INPUT FOR THIS TASK section start

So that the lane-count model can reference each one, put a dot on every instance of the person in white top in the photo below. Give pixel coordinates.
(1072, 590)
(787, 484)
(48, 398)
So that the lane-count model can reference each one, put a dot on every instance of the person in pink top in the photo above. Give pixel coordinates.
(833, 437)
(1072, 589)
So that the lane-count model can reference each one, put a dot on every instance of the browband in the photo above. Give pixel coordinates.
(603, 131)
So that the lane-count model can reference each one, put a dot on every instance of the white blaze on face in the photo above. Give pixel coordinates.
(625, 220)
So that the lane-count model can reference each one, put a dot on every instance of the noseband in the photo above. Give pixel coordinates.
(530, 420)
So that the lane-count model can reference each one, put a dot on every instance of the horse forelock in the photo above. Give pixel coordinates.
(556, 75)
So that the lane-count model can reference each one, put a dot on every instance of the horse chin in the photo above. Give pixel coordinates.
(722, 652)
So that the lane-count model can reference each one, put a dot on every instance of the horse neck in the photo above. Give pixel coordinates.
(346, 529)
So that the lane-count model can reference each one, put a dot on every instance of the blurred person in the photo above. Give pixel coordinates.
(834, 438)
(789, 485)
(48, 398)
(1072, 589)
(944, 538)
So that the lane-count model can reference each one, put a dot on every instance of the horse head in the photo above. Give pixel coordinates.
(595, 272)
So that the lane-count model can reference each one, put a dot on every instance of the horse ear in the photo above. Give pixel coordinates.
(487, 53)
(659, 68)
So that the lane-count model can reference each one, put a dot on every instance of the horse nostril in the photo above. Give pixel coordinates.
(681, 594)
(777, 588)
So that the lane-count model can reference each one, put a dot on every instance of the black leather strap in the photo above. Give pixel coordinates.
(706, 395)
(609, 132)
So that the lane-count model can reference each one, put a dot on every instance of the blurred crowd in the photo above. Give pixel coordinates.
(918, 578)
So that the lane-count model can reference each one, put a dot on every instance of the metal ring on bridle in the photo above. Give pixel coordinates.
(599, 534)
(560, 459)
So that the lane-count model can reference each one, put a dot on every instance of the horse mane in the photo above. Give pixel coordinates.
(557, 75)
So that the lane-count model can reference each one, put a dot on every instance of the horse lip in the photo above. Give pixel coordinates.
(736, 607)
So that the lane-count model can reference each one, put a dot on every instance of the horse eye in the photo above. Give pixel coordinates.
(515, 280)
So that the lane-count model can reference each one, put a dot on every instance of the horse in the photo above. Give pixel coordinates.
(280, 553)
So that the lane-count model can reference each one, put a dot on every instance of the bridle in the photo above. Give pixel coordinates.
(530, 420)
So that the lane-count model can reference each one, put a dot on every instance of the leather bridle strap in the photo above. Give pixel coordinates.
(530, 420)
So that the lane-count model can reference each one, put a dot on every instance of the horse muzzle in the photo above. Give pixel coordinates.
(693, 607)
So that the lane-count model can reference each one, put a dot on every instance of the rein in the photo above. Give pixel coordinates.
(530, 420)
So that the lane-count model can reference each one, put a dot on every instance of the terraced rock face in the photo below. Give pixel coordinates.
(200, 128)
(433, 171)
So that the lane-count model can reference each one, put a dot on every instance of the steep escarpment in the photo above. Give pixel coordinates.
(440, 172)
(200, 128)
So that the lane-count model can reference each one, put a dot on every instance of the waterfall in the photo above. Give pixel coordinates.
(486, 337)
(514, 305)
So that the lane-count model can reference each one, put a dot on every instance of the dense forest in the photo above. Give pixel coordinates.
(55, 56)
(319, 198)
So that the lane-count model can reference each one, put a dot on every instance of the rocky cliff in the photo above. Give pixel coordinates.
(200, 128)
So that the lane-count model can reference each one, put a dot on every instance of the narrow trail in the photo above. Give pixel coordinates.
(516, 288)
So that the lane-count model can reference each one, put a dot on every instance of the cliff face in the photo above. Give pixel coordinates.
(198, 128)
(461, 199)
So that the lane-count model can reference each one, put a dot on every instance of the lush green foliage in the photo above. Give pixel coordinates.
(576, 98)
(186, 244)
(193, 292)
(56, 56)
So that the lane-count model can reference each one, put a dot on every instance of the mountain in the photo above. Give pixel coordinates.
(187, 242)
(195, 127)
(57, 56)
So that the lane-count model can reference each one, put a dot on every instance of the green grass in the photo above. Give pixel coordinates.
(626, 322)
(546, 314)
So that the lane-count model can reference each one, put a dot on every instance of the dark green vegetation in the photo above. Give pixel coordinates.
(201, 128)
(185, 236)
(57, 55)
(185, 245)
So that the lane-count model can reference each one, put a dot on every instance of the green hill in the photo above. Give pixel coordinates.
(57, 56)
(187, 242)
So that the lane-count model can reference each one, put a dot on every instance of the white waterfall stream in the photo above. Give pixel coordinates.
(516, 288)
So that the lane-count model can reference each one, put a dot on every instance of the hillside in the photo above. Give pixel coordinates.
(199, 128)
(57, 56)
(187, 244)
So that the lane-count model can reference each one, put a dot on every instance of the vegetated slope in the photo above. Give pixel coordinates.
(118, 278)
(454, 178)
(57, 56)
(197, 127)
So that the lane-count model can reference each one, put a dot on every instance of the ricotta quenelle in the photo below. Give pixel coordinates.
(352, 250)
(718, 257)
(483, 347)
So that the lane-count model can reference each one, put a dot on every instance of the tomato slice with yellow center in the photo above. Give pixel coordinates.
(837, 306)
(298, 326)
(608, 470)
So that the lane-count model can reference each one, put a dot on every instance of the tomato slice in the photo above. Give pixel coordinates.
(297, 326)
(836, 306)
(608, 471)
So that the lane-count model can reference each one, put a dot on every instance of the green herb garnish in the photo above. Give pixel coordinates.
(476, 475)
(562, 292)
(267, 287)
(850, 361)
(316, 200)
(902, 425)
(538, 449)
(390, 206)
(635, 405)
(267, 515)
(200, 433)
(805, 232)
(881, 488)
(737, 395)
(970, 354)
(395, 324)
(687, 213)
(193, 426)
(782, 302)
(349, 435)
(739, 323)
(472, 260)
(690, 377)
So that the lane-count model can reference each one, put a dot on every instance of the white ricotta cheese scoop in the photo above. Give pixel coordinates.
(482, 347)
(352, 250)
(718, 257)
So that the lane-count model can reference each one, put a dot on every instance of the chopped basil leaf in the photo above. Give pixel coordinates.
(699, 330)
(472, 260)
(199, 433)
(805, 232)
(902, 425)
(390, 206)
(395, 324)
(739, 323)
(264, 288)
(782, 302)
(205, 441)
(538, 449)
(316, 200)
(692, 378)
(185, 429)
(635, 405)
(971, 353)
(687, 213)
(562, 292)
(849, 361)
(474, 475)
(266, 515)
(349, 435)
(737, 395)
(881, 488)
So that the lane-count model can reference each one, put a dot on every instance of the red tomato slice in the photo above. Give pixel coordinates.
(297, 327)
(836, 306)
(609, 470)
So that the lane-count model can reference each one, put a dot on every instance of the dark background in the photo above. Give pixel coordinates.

INPUT FOR THIS TASK section end

[ACTIVITY]
Return precisely the lines of the records, starting with the line that holds "the red tomato" and ending with the last one.

[SOLUTION TO THIS EXERCISE]
So that the lane-count model can reference each one, put a dot on every instance of the red tomato slice in the photo above. Give pixel coordinates.
(297, 327)
(836, 306)
(609, 470)
So that the lane-count model can reference each one, put a dot on every instance of the dark background in the photo above. Give pixel coordinates.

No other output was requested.